◆ Input data:
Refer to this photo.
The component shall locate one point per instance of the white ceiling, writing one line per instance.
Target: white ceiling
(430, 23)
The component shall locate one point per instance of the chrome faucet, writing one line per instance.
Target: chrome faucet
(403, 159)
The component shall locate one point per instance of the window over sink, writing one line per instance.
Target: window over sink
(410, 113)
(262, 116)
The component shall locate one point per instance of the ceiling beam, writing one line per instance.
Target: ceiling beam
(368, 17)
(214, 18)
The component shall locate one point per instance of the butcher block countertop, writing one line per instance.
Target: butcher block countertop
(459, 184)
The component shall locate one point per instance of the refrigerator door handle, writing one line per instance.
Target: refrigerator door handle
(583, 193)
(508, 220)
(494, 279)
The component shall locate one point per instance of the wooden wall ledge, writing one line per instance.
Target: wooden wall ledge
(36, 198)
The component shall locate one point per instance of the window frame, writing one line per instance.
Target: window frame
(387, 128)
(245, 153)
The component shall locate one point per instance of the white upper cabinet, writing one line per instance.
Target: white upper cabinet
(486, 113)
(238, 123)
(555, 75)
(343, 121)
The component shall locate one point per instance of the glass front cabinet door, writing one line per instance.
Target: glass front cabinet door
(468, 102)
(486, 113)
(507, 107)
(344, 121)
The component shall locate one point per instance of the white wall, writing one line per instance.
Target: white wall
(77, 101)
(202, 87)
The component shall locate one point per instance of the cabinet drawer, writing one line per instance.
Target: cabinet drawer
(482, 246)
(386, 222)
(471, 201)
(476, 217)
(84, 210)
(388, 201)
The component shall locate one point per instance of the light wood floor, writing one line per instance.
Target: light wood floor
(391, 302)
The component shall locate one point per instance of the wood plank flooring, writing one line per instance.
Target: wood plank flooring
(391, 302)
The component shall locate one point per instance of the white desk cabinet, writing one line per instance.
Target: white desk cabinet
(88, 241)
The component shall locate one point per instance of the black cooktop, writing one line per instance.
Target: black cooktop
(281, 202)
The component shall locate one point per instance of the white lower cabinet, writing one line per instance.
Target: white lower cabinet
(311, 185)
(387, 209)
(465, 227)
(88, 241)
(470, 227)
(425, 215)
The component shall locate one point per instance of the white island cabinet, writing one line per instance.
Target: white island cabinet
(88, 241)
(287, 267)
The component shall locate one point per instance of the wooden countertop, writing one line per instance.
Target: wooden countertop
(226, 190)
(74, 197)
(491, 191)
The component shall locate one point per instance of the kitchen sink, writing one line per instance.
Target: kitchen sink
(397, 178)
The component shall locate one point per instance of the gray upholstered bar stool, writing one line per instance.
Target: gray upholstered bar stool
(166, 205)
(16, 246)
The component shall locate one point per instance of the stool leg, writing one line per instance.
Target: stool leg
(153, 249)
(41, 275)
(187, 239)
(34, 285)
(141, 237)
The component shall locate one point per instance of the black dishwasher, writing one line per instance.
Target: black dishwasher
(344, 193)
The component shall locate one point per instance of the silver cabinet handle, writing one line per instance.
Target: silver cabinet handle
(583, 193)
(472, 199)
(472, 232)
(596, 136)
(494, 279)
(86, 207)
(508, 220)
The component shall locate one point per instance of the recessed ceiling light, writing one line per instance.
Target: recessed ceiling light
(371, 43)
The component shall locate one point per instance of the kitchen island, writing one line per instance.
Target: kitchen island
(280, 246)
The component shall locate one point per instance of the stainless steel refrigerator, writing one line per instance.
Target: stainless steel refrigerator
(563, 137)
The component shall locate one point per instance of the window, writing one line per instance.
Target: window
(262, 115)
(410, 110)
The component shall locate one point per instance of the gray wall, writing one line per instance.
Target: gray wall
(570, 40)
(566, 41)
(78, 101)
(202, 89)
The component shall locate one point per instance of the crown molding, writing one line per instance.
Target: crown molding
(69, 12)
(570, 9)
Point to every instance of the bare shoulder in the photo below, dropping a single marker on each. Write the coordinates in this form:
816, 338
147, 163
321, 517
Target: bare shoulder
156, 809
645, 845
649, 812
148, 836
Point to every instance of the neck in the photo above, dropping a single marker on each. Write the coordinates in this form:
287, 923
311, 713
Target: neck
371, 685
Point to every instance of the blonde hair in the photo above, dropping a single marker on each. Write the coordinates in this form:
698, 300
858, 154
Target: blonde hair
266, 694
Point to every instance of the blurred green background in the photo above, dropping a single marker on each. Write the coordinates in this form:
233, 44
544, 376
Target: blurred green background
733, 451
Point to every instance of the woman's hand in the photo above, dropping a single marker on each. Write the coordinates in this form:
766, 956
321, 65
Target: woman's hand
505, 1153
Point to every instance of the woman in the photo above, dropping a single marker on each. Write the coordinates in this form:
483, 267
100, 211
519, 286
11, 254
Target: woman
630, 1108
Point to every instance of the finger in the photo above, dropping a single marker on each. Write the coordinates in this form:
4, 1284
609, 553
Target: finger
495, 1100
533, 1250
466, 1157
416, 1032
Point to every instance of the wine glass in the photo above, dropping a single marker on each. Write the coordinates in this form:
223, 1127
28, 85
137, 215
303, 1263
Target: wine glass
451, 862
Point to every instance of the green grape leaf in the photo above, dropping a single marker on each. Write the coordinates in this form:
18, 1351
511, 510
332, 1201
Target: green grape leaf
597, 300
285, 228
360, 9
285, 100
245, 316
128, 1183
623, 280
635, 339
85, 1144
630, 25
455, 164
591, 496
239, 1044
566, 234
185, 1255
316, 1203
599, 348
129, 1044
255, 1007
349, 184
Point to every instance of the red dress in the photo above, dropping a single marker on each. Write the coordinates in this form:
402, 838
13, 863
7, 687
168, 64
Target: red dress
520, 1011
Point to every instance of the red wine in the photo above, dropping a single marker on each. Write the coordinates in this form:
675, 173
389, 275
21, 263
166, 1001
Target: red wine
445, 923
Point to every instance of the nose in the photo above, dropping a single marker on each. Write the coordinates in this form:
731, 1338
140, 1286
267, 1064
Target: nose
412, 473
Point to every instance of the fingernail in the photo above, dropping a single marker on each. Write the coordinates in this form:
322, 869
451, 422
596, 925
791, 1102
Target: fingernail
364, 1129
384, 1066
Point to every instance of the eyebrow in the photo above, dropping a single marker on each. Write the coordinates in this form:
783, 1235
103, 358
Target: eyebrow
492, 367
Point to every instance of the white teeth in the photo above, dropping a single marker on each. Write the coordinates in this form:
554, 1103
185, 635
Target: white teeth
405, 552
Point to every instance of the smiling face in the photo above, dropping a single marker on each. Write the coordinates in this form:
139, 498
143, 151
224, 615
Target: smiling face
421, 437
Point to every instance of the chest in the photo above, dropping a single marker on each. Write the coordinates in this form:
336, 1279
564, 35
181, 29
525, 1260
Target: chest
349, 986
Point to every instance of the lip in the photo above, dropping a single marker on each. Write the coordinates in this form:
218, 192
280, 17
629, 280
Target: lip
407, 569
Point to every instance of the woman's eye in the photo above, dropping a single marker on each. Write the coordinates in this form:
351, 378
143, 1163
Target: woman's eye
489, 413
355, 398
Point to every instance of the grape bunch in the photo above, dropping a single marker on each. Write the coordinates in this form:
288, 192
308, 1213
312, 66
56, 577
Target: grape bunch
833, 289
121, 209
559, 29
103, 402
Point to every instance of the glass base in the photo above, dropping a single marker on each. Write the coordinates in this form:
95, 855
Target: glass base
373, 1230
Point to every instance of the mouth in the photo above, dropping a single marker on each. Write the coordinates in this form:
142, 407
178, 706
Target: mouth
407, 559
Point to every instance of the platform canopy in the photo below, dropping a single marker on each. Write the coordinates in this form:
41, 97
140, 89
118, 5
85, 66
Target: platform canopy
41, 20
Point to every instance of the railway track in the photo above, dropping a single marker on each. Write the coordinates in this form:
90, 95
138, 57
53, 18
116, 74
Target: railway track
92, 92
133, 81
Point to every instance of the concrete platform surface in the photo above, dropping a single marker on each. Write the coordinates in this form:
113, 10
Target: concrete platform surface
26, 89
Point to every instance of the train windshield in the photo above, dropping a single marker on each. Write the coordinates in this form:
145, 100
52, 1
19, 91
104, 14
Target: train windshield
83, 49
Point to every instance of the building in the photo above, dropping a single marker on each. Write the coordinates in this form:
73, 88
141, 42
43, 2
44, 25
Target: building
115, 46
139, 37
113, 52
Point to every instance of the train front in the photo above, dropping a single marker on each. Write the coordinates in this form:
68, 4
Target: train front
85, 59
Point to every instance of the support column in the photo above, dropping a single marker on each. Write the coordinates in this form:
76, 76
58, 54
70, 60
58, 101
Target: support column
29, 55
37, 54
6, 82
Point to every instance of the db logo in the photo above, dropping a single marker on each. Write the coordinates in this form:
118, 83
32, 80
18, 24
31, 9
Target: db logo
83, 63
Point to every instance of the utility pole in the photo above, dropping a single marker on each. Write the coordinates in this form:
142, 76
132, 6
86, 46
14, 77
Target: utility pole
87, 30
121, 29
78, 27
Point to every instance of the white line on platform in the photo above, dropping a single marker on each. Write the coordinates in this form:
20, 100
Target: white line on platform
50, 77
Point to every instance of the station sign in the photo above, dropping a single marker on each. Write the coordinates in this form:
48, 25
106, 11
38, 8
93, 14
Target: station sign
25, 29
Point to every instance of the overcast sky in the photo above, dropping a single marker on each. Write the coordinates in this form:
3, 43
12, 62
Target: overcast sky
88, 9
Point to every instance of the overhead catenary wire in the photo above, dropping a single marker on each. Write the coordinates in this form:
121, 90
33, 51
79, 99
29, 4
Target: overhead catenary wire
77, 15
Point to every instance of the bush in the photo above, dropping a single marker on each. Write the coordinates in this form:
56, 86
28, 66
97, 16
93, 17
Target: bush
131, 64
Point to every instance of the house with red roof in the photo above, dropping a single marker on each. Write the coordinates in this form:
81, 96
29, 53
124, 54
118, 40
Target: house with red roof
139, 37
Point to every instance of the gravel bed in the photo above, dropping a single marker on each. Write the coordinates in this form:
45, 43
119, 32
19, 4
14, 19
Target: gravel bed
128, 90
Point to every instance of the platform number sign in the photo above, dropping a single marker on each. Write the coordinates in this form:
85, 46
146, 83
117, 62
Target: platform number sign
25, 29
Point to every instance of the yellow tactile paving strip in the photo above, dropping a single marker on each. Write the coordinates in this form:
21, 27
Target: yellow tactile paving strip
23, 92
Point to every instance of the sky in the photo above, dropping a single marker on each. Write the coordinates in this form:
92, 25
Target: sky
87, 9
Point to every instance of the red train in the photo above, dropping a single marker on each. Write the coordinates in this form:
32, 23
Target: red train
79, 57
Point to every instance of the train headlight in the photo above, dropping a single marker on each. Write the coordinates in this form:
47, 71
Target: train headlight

◆ Exercise instructions: Extract from the material all lines containing the string "below".

◆ Result of the exercise:
Point to every instance of the bare shoulder in the photo below, dropping a single marker on each. Write the coordinates in this form:
Point to every instance of the platform canopy in the photo below, dropping a single marker on each. Write the coordinates in this form:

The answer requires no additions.